# [About this exercise]
Of the entries below, return exactly those lines that fall between the one containing "the white suv" and the one containing "the front tire", the two end lines included.

# [Given information]
▼▼▼

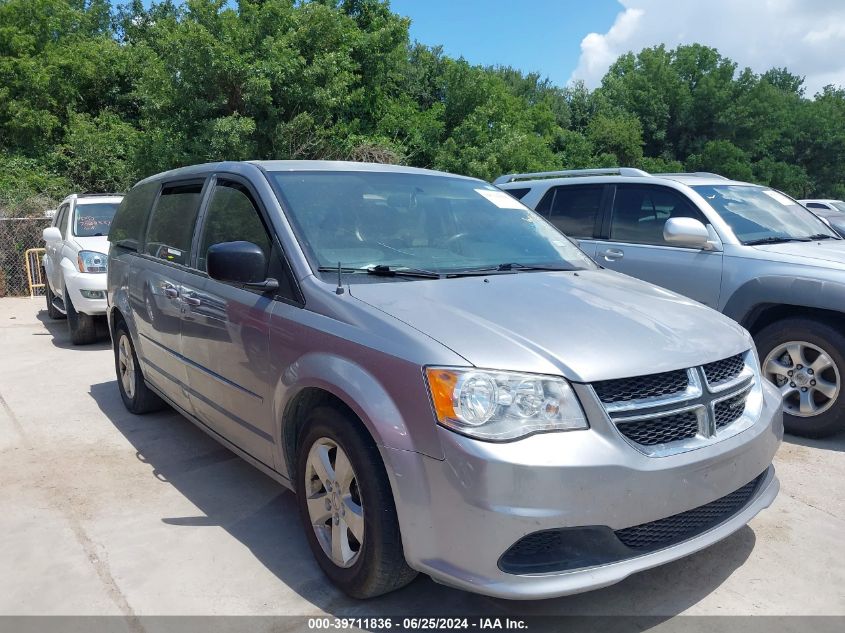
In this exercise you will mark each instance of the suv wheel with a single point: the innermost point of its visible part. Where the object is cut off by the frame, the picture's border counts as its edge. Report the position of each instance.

▲▲▲
▼▼▼

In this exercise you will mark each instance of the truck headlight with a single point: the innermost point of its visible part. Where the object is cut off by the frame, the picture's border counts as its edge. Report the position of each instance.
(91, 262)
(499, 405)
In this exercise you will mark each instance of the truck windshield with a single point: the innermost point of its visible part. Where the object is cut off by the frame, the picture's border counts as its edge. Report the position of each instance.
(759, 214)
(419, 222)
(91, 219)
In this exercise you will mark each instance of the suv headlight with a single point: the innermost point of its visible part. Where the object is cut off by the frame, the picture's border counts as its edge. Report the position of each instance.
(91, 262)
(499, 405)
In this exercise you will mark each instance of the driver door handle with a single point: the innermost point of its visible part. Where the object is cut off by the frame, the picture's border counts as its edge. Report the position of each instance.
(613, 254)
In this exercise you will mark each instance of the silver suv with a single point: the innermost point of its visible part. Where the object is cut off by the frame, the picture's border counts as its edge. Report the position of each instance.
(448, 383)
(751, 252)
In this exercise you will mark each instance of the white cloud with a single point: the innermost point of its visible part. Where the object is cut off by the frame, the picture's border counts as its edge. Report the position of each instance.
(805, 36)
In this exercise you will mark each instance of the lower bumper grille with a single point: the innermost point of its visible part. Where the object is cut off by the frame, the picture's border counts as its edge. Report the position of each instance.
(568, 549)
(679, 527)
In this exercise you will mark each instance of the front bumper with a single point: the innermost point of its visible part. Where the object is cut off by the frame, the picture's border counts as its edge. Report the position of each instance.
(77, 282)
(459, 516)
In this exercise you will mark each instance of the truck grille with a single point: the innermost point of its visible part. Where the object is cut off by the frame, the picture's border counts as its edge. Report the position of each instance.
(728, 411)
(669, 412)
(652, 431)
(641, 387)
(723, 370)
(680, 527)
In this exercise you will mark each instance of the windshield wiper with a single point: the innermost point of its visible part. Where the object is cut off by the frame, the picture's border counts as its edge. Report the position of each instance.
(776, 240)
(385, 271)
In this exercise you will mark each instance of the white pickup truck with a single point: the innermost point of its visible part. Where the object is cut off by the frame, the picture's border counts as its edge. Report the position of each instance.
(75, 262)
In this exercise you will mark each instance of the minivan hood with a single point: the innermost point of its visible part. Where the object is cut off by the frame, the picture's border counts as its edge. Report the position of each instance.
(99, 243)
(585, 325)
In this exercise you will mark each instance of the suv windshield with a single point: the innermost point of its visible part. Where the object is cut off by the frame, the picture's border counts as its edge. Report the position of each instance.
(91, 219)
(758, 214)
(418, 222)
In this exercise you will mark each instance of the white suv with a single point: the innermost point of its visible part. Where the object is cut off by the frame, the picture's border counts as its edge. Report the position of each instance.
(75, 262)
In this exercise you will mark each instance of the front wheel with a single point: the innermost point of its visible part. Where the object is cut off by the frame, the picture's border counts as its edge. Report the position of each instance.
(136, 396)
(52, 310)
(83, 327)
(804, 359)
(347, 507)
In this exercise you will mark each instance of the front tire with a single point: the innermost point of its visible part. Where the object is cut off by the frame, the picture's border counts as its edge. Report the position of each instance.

▲▲▲
▼▼▼

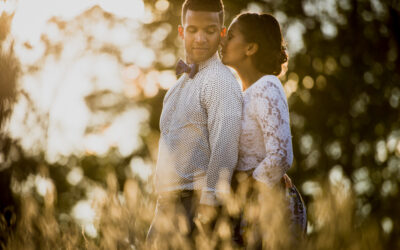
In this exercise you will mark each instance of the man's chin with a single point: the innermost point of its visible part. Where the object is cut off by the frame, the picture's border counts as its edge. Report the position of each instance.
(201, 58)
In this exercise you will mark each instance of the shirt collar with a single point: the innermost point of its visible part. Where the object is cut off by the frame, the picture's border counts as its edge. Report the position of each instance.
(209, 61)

▲▲▲

# [Written reply]
In this exercise you will mark each instance of the white suv with a single point: the innermost point of its visible part. Where the object is cut off by the frame, the picture's border counts as its edge. Report the position of each instance.
(75, 262)
In this exercise you will mark each instance of the front wheel with a single point: the innermost point of its visible part. Where the object is cut off by the frame, the picture's border counts as its edge. Report the position of each instance.
(136, 396)
(52, 310)
(83, 327)
(804, 359)
(347, 507)
In this exercise you will mark each instance of the front tire with a single point: the innermost point of its visible part. Where the object is cut off by the frame, the picture's border counts as its edge. Report the position of each instance.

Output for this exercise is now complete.